Given task :: Please repeat each of the lines below word for word, changing nothing.

* * * * *

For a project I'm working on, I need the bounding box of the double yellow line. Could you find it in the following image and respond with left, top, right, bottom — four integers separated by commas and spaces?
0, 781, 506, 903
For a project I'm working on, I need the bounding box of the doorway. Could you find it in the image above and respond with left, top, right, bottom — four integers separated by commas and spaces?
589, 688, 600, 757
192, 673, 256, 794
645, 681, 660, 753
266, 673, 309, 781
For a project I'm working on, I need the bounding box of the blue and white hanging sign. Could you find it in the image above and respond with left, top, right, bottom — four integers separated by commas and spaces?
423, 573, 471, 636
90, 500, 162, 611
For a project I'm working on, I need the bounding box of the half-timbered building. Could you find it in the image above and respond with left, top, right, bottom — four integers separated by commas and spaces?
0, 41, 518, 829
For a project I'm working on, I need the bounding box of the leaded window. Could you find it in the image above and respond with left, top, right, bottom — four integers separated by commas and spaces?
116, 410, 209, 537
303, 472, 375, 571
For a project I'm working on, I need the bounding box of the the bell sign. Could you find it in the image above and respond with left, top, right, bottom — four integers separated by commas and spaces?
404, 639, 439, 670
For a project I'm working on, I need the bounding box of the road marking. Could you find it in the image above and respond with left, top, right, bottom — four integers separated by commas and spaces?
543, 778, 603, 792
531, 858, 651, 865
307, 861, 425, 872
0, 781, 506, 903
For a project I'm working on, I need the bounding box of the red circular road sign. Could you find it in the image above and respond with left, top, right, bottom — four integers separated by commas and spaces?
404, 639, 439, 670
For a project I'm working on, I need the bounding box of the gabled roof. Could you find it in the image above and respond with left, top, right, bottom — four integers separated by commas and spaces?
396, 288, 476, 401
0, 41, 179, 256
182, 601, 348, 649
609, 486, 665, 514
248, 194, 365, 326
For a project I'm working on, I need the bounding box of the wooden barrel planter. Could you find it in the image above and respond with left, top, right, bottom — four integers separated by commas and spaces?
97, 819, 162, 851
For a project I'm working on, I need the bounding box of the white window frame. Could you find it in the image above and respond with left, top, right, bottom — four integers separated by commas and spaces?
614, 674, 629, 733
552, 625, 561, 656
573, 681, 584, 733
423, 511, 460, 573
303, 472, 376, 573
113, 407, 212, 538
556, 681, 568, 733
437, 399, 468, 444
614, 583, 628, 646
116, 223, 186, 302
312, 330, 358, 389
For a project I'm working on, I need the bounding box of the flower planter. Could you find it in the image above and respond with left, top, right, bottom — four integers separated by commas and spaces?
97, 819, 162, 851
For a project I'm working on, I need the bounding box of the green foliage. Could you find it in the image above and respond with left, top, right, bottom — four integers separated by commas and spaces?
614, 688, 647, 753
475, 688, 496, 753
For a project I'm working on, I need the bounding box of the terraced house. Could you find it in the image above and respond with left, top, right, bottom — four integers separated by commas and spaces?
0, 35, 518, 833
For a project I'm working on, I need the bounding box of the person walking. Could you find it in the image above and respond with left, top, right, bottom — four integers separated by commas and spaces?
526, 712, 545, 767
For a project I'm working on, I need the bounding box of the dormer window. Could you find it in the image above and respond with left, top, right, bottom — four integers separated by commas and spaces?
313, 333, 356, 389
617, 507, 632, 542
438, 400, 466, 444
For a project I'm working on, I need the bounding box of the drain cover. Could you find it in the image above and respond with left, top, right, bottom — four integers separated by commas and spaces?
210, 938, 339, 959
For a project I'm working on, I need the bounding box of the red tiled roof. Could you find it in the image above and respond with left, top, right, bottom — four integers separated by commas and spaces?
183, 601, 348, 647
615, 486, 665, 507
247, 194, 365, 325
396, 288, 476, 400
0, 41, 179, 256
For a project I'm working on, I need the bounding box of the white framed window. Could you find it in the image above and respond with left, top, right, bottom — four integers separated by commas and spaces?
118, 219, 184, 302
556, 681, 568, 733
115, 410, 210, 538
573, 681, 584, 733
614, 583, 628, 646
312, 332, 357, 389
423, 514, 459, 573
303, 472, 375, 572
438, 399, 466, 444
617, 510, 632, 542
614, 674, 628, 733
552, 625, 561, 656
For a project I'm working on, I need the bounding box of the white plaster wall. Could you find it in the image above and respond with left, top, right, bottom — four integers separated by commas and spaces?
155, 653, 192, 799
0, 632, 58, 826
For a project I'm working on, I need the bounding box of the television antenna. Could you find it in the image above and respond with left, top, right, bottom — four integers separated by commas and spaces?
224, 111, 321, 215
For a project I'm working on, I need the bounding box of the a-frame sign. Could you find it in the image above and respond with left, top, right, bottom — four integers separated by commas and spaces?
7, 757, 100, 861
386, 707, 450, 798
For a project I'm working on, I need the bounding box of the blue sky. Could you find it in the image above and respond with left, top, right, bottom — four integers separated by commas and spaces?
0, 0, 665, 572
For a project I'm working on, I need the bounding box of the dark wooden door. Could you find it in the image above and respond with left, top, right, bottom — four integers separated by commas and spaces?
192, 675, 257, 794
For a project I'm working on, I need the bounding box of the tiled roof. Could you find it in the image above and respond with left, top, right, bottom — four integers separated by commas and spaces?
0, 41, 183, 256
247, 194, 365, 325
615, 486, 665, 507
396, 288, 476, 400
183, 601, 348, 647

* * * * *

Solution to the problem ::
For a project I'm working on, I need the bounding box of the double yellow line. Could you find it in the following image and respond with left, top, right, bottom — four integers separated by commas and spaces?
0, 781, 506, 903
For a project I'm working on, I need the bounding box of the doorway. Could you find it in the image above and respond with left, top, right, bottom — four integers separated by commas and spaces?
589, 688, 600, 757
192, 673, 256, 794
645, 681, 660, 753
266, 673, 309, 781
For a project I'm working on, I need the bounding box of the blue and white hanging sign. Could you find it in the image above and respond with left, top, right, bottom — four integers separated by commas and spaces?
423, 573, 471, 636
90, 500, 162, 611
For a project I'm working on, I need the bounding box of the half-timbered building. Could you find it in the image above and respond with left, top, right, bottom — four integers separated by commas and spaces?
0, 41, 518, 829
For a project I'm working on, I need the bounding box of the leaded window. Could you find it in the image above and respond with left, top, right, bottom — four integers separated by commas and spaces?
116, 410, 209, 537
303, 472, 375, 571
For a project I'm working on, I need the bounding box of the the bell sign. Could you find it in the image above and respond with left, top, right, bottom — four integers separated by commas and spaces?
404, 639, 439, 670
For a project I'm working on, I need the bounding box of the road marking. Could you find it in the image above and respond with left, top, right, bottom — four integers separated by commas and spaces?
543, 778, 603, 792
531, 858, 651, 865
307, 861, 425, 872
0, 781, 506, 903
For a project I'm working on, I need the bounding box of the red circular road sign. Could you find it in the image above and respond with left, top, right, bottom — four integers separated by commas and spaces?
404, 639, 439, 670
For a project I'm working on, I need the bounding box of the gabled roof. Could you find it in the image above and respond with left, top, right, bottom — four integers separated by commas and spaces?
396, 288, 476, 401
0, 41, 179, 256
182, 601, 348, 649
609, 486, 665, 514
248, 194, 365, 326
For a project I'm working on, I need the bounding box of the wooden barrel planter. Could you find it in the image above and respond with left, top, right, bottom — four integers separated by commas and spaces?
97, 819, 162, 851
For a project I'm working on, I need the bounding box of the white window frame. Could you find it in the image above and respond with left, top, right, bottom — four integers separated by commas and spaces?
614, 674, 629, 733
552, 625, 561, 656
573, 681, 584, 733
423, 511, 460, 573
303, 472, 376, 573
113, 407, 212, 538
556, 681, 568, 733
437, 399, 468, 444
614, 583, 628, 646
116, 223, 186, 302
312, 330, 358, 389
For a project I'm working on, I need the bounding box of the flower planter. Could you find it in the image above and respond with left, top, right, bottom — four integers separated by commas and spaces?
97, 819, 162, 851
For a project I'm working on, I need the bounding box of the green foliage. Could you find it in the image above and respond with left, top, right, bottom — four integers separated by commas and spaces?
614, 688, 647, 753
475, 688, 496, 753
For a project I'm working on, I need the bounding box of the terraced house. Could you find it in the image above and respond with left, top, right, bottom — four integers separated by commas and spaces?
0, 35, 518, 833
For a project I'm working on, I need the bounding box of the person walking. Could you find it in the image above and respond with left, top, right, bottom — four integers separated by commas and spaces?
526, 712, 545, 767
For a project I'm working on, I need the bounding box of the dormer window. Could you find it in the image above and respond with left, top, right, bottom — four integers separated by commas and spaces?
313, 333, 356, 389
617, 507, 632, 542
438, 400, 466, 444
For a project I'm working on, I need the bounding box of the drain cover. Could you find it in the image above and respond with left, top, right, bottom — four integers separated by commas and spaces?
210, 938, 339, 959
For a project I'm working on, I need the bounding box of the red tiled roof. Could you find it in the image above and respond with left, top, right, bottom — four integers separated by commas and spaces?
183, 601, 348, 647
615, 486, 665, 507
247, 194, 365, 325
396, 288, 476, 400
0, 41, 179, 256
For a project I'm working on, I need the bounding box of the white framed window. Could you find it in the image above and respond with left, top, right, bottom — four integers separated by commas and spaces?
118, 219, 184, 302
556, 681, 568, 733
115, 410, 210, 538
573, 681, 584, 733
614, 583, 628, 646
312, 332, 357, 389
423, 514, 459, 573
303, 472, 375, 572
438, 399, 466, 444
617, 510, 632, 542
614, 674, 628, 733
552, 625, 561, 656
For a project I'm working on, I need the bounding box of the white plaster wall. Could you find it in the image above and respond with left, top, right, bottom — four integers separated by commas and spaces?
155, 653, 192, 799
0, 632, 58, 826
For a project I'm working on, I need the bounding box of the television antenna. Could you find it in the image above and respond with left, top, right, bottom — four integers separated by commas and spaces?
224, 111, 321, 215
For a project I'm working on, I need the bounding box of the a-frame sign. Could you find it in the image above and respond with left, top, right, bottom — four integers separated by commas and spaces?
7, 757, 100, 861
386, 707, 450, 798
For a project I'm working on, I need the bounding box of the blue sky. Could you find it in the image above and respond with left, top, right, bottom — four integers separated by commas and spaces?
0, 0, 665, 572
For a project I'm working on, I need the bounding box of the dark wooden door. Could you find it in the image above and respond with left, top, right, bottom — four integers separated by commas and spaces?
192, 675, 257, 794
For a project I'm working on, I need the bounding box of the tiled roof. Could you find it in the image above and respond with left, top, right, bottom — four integers separated by commas and spaces?
0, 41, 183, 256
247, 194, 365, 325
615, 486, 665, 507
396, 288, 476, 400
183, 601, 348, 647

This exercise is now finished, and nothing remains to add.